EXERCISE DIRECTIONS:
Exactly reproduce the entries, dropping any pictures from your copy.

(Coordinate annotation records)
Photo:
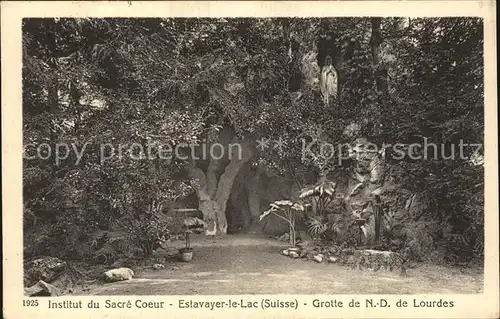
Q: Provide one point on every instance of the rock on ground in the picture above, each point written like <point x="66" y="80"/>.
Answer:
<point x="118" y="274"/>
<point x="44" y="268"/>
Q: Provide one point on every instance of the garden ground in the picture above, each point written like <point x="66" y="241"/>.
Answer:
<point x="245" y="264"/>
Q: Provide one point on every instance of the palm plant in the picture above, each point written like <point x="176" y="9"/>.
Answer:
<point x="321" y="195"/>
<point x="286" y="210"/>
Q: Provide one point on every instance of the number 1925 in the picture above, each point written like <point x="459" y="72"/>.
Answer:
<point x="30" y="303"/>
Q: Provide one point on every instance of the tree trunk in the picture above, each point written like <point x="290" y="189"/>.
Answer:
<point x="380" y="73"/>
<point x="253" y="190"/>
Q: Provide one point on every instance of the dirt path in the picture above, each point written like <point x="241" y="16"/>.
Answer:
<point x="252" y="265"/>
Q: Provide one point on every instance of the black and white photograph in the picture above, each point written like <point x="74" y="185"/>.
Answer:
<point x="174" y="162"/>
<point x="200" y="156"/>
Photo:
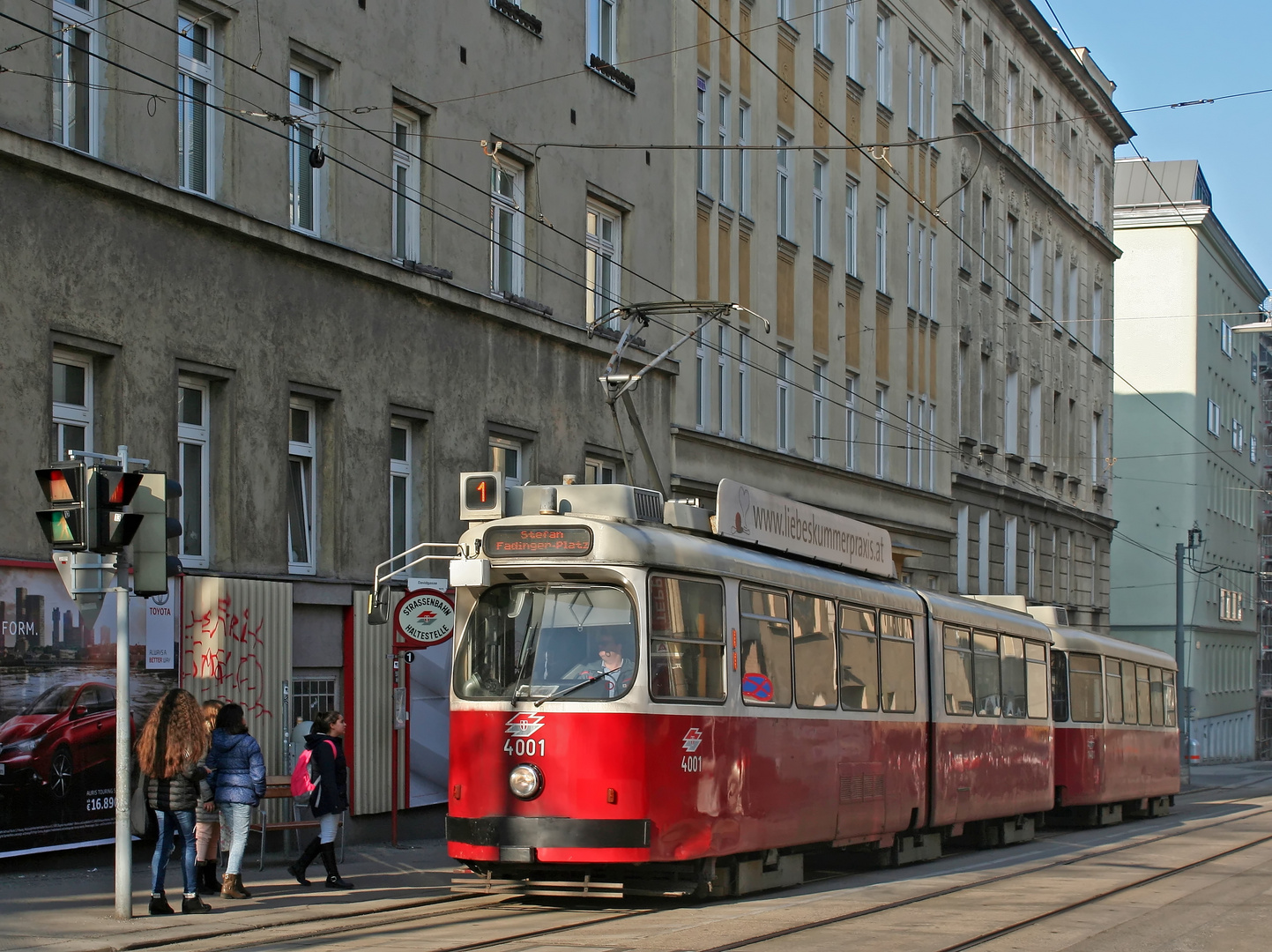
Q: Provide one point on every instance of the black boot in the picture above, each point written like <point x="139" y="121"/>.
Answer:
<point x="160" y="905"/>
<point x="298" y="868"/>
<point x="329" y="859"/>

SOLUTION TO THIS EXERCISE:
Photo:
Q: Provide one point on every instance of the rock on ground in the picture above, each point written like <point x="66" y="80"/>.
Answer:
<point x="118" y="274"/>
<point x="44" y="268"/>
Q: Provide one point on every instance of the garden ground in the picture above, each point written like <point x="66" y="241"/>.
Answer:
<point x="245" y="264"/>
Q: Provide one point on every instance of the palm plant in the picture above, each point written like <point x="176" y="9"/>.
Answer:
<point x="321" y="195"/>
<point x="286" y="210"/>
Q: Provide one point on every instance of the number 1925 in the picture above, each point written like <point x="459" y="72"/>.
Answer:
<point x="30" y="303"/>
Q: Provide one point on every instance of the tree trunk in the picture above, each point written like <point x="290" y="189"/>.
Answer:
<point x="380" y="73"/>
<point x="253" y="190"/>
Q: Provide one point on every instance of the dirt path in the picture above, each point written like <point x="241" y="16"/>.
Answer:
<point x="252" y="265"/>
Q: Provide one point on every instance of the black and white photograph in the picture above, each point written like <point x="74" y="185"/>.
Answer:
<point x="174" y="162"/>
<point x="200" y="156"/>
Photo:
Q: Provide one point on every instance of the black boot in the picture above, each point written like <point x="139" y="121"/>.
Answer:
<point x="160" y="905"/>
<point x="298" y="868"/>
<point x="329" y="859"/>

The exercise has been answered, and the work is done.